PROBLEM TO SOLVE:
Could you output each line of the data that follows exactly?

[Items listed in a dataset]
## Start

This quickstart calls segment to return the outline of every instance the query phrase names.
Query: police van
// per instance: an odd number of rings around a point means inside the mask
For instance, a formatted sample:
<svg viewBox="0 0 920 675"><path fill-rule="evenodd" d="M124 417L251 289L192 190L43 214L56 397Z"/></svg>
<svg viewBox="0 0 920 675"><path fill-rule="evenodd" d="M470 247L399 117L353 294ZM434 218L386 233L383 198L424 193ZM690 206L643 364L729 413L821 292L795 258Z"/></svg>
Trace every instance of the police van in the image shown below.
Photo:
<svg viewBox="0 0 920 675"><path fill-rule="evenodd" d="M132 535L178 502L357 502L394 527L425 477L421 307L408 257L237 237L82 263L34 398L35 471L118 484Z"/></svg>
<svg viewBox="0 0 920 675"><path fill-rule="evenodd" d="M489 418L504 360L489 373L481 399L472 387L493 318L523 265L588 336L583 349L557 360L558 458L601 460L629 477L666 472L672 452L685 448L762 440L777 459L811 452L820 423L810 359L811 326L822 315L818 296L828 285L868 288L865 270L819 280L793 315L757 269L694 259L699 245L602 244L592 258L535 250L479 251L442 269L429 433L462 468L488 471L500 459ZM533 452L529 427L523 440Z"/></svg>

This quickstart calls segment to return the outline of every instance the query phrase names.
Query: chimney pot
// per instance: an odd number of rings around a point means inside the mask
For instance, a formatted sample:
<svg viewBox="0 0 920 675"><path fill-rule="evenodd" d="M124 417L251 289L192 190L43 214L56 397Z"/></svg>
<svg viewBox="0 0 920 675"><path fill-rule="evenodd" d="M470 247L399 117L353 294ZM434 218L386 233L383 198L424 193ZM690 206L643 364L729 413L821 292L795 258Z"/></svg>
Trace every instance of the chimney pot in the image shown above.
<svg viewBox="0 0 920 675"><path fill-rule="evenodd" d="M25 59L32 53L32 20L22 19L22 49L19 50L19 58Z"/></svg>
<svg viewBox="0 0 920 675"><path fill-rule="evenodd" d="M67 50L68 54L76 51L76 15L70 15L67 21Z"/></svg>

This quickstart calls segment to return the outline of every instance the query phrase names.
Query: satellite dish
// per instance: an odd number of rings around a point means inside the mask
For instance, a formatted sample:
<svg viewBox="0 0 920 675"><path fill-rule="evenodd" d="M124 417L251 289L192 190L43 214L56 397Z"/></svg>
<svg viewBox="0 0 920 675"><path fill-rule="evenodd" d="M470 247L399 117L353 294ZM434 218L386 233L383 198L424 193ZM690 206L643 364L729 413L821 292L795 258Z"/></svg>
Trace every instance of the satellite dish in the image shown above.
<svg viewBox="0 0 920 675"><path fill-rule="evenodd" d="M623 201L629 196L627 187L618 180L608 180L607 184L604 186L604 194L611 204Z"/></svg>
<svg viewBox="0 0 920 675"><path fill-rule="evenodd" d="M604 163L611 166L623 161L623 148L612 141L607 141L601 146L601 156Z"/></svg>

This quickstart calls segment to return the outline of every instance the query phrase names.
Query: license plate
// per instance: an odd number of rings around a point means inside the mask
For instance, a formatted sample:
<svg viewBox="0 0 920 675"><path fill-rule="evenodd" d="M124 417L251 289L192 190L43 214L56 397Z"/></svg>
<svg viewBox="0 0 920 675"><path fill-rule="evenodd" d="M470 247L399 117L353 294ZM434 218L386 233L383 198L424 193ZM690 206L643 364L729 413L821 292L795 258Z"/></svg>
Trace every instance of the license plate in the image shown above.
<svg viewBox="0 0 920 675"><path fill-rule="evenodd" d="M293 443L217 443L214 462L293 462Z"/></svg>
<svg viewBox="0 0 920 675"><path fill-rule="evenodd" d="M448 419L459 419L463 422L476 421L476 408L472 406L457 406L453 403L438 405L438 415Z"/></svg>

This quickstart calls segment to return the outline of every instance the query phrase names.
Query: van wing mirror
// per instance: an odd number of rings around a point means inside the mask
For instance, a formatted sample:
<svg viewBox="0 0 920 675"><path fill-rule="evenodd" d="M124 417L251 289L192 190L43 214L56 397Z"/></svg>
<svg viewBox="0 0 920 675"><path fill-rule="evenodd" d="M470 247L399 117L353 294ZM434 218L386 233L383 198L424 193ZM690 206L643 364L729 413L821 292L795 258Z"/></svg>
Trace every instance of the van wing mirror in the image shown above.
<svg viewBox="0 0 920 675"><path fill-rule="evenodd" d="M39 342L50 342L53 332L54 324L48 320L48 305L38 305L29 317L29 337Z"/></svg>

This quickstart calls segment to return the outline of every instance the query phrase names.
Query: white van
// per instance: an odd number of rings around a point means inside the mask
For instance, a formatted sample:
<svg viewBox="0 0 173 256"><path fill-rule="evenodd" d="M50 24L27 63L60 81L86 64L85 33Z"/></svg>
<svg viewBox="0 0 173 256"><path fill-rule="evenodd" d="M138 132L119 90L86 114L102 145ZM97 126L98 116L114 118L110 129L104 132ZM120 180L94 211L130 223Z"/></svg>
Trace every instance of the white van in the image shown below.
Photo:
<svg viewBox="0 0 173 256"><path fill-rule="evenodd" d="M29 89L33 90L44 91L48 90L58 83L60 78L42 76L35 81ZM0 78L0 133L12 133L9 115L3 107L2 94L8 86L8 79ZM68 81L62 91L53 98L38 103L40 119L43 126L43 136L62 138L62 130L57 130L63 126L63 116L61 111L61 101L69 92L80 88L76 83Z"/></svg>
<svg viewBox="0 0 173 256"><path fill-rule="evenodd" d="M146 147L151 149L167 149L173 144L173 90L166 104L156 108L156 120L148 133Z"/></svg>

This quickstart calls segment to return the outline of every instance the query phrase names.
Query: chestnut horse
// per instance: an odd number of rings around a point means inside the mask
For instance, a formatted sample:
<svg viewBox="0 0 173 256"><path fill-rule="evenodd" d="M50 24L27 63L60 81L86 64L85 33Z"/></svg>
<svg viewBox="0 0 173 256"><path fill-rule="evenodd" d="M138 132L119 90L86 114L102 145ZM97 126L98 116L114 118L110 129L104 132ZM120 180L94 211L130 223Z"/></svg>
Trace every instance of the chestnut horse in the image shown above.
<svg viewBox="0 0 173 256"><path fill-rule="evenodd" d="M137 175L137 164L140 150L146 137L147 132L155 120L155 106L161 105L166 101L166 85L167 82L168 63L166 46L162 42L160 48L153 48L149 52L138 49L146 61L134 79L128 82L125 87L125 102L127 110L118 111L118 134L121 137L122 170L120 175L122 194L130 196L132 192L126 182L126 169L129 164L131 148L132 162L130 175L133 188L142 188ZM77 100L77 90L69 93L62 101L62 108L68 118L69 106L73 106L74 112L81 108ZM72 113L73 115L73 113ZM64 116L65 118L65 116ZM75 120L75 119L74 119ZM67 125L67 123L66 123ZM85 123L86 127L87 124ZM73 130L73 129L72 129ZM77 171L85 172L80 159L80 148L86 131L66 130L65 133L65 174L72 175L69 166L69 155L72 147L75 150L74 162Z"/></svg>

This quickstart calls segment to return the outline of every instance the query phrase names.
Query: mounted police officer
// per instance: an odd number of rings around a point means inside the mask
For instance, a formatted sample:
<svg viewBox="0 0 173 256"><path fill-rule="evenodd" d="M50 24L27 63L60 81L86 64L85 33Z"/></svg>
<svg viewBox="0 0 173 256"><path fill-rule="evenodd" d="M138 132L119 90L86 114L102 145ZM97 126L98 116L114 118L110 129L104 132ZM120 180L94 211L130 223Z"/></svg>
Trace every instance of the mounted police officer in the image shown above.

## End

EXERCISE RESPONSE:
This quickstart calls segment to return the outline of every instance the query phrase names.
Query: police van
// per instance: an odd number of rings around a point means inside the mask
For instance, a formatted sample:
<svg viewBox="0 0 920 675"><path fill-rule="evenodd" d="M124 417L251 289L192 190L43 214L56 397Z"/></svg>
<svg viewBox="0 0 920 675"><path fill-rule="evenodd" d="M470 247L399 117L353 294ZM434 218L386 233L383 198L424 193ZM690 206L643 364L729 413L821 292L795 258Z"/></svg>
Trace every instance of the police van in the image shown below.
Photo:
<svg viewBox="0 0 920 675"><path fill-rule="evenodd" d="M132 535L178 502L357 502L394 527L425 477L421 307L408 257L237 237L82 263L34 398L35 471L118 484Z"/></svg>
<svg viewBox="0 0 920 675"><path fill-rule="evenodd" d="M489 418L504 360L489 373L481 399L472 387L493 318L523 265L588 336L583 349L557 360L558 458L601 460L629 477L666 472L672 452L685 448L762 440L777 459L811 452L820 423L810 359L811 326L822 315L818 296L828 285L868 288L865 270L819 280L793 315L757 269L694 259L699 245L602 244L592 258L535 250L479 251L442 269L429 433L462 468L488 471L500 459ZM533 452L529 427L523 440Z"/></svg>

This quickstart calls segment to return the outline of every instance the query phrase names.
Query: chimney pot
// per instance: an odd number of rings around a point means inside the mask
For instance, a formatted sample:
<svg viewBox="0 0 920 675"><path fill-rule="evenodd" d="M124 417L251 289L192 190L43 214L56 397Z"/></svg>
<svg viewBox="0 0 920 675"><path fill-rule="evenodd" d="M470 247L399 117L353 294ZM434 218L386 233L383 198L424 193ZM690 206L643 364L729 413L821 292L795 258Z"/></svg>
Trace every instance of the chimney pot in the image shown above.
<svg viewBox="0 0 920 675"><path fill-rule="evenodd" d="M25 59L32 53L32 20L22 19L22 49L19 50L19 58Z"/></svg>
<svg viewBox="0 0 920 675"><path fill-rule="evenodd" d="M67 50L68 54L76 51L76 15L70 15L67 21Z"/></svg>

This quickstart calls segment to return the outline of every instance the query phrase names.
Query: satellite dish
// per instance: an odd number of rings around a point means inside the mask
For instance, a formatted sample:
<svg viewBox="0 0 920 675"><path fill-rule="evenodd" d="M124 417L251 289L192 190L43 214L56 397Z"/></svg>
<svg viewBox="0 0 920 675"><path fill-rule="evenodd" d="M470 247L399 117L353 294ZM434 218L386 233L383 198L424 193ZM690 206L643 364L729 413L821 292L795 258Z"/></svg>
Trace every instance of the satellite dish in the image shown above.
<svg viewBox="0 0 920 675"><path fill-rule="evenodd" d="M623 201L629 196L627 187L618 180L608 180L607 184L604 186L604 194L611 204Z"/></svg>
<svg viewBox="0 0 920 675"><path fill-rule="evenodd" d="M604 163L611 166L623 161L623 148L612 141L607 141L601 146L601 156Z"/></svg>

This quickstart calls segment to return the outline of every instance the query phrase names.
Query: license plate
// per instance: an odd number of rings around a point means inside the mask
For instance, a formatted sample:
<svg viewBox="0 0 920 675"><path fill-rule="evenodd" d="M124 417L251 289L192 190L43 214L56 397Z"/></svg>
<svg viewBox="0 0 920 675"><path fill-rule="evenodd" d="M470 247L399 117L353 294ZM434 218L386 233L383 198L424 193ZM690 206L643 364L729 413L821 292L795 258Z"/></svg>
Trace every instance of the license plate in the image shown above.
<svg viewBox="0 0 920 675"><path fill-rule="evenodd" d="M293 443L217 443L214 462L293 462Z"/></svg>
<svg viewBox="0 0 920 675"><path fill-rule="evenodd" d="M448 419L459 419L463 422L476 421L476 408L472 406L457 406L453 403L438 405L438 415Z"/></svg>

This quickstart calls segment to return the outline of every instance the query phrase names.
Query: van wing mirror
// per instance: an odd number of rings around a point means inside the mask
For instance, a formatted sample:
<svg viewBox="0 0 920 675"><path fill-rule="evenodd" d="M124 417L251 289L192 190L43 214L56 397Z"/></svg>
<svg viewBox="0 0 920 675"><path fill-rule="evenodd" d="M470 247L399 117L353 294ZM434 218L386 233L383 198L424 193ZM690 206L643 364L729 413L821 292L795 258Z"/></svg>
Trace every instance of the van wing mirror in the image shown above.
<svg viewBox="0 0 920 675"><path fill-rule="evenodd" d="M39 342L50 342L53 332L54 324L48 320L48 305L38 305L29 317L29 337Z"/></svg>

This quickstart calls segment to return the outline of every instance the query phrase names.
Query: white van
// per instance: an odd number of rings around a point means inside the mask
For instance, a formatted sample:
<svg viewBox="0 0 173 256"><path fill-rule="evenodd" d="M50 24L27 63L60 81L86 64L85 33Z"/></svg>
<svg viewBox="0 0 173 256"><path fill-rule="evenodd" d="M138 132L119 90L86 114L102 145ZM97 126L98 116L114 118L110 129L104 132ZM120 180L94 211L130 223Z"/></svg>
Trace every instance of the white van in the image shown below.
Photo:
<svg viewBox="0 0 173 256"><path fill-rule="evenodd" d="M29 89L33 90L44 91L48 90L58 83L60 78L42 76L35 81ZM0 78L0 133L12 133L9 115L3 107L2 94L8 86L8 79ZM68 81L62 91L53 98L38 103L40 119L43 126L43 136L62 138L62 130L57 130L63 126L63 116L61 111L61 101L69 92L80 88L76 83Z"/></svg>
<svg viewBox="0 0 173 256"><path fill-rule="evenodd" d="M146 147L151 149L167 149L173 144L173 90L166 104L156 108L156 120L148 133Z"/></svg>

This quickstart calls segment to return the outline of every instance the query phrase names.
Query: chestnut horse
// per instance: an odd number of rings around a point means inside the mask
For instance, a formatted sample:
<svg viewBox="0 0 173 256"><path fill-rule="evenodd" d="M50 24L27 63L60 81L86 64L85 33Z"/></svg>
<svg viewBox="0 0 173 256"><path fill-rule="evenodd" d="M138 132L119 90L86 114L102 145ZM97 126L98 116L114 118L110 129L104 132ZM120 180L94 211L130 223Z"/></svg>
Trace every instance of the chestnut horse in the image shown above.
<svg viewBox="0 0 173 256"><path fill-rule="evenodd" d="M137 175L137 164L140 150L146 137L147 132L155 120L155 106L161 105L166 101L166 85L167 82L168 63L166 46L162 42L160 48L153 48L149 52L138 49L146 61L134 79L128 82L125 87L125 102L127 110L118 111L118 134L121 137L122 170L120 175L122 194L130 196L132 192L126 182L126 169L129 164L131 148L132 162L130 175L133 188L142 188ZM77 100L77 90L69 93L62 101L62 108L68 118L69 106L73 106L74 112L81 108ZM72 113L73 115L73 113ZM64 116L65 118L65 116ZM75 120L75 119L74 119ZM67 125L67 123L66 123ZM85 123L86 127L87 124ZM73 130L73 129L72 129ZM77 171L85 172L80 159L80 148L86 131L66 130L65 133L65 174L72 175L69 166L69 155L72 147L75 150L74 162Z"/></svg>

This quickstart calls segment to return the outline of every instance the query phrase names.
Query: mounted police officer
// per instance: an odd number of rings around a point means inside the mask
For instance, a formatted sample:
<svg viewBox="0 0 173 256"><path fill-rule="evenodd" d="M50 24L27 63L60 81L86 64L85 33Z"/></svg>
<svg viewBox="0 0 173 256"><path fill-rule="evenodd" d="M138 132L119 90L86 114L102 145ZM97 126L98 116L114 118L110 129L104 132ZM120 180L94 211L130 223Z"/></svg>
Trace every instance of the mounted police officer in the image shown above.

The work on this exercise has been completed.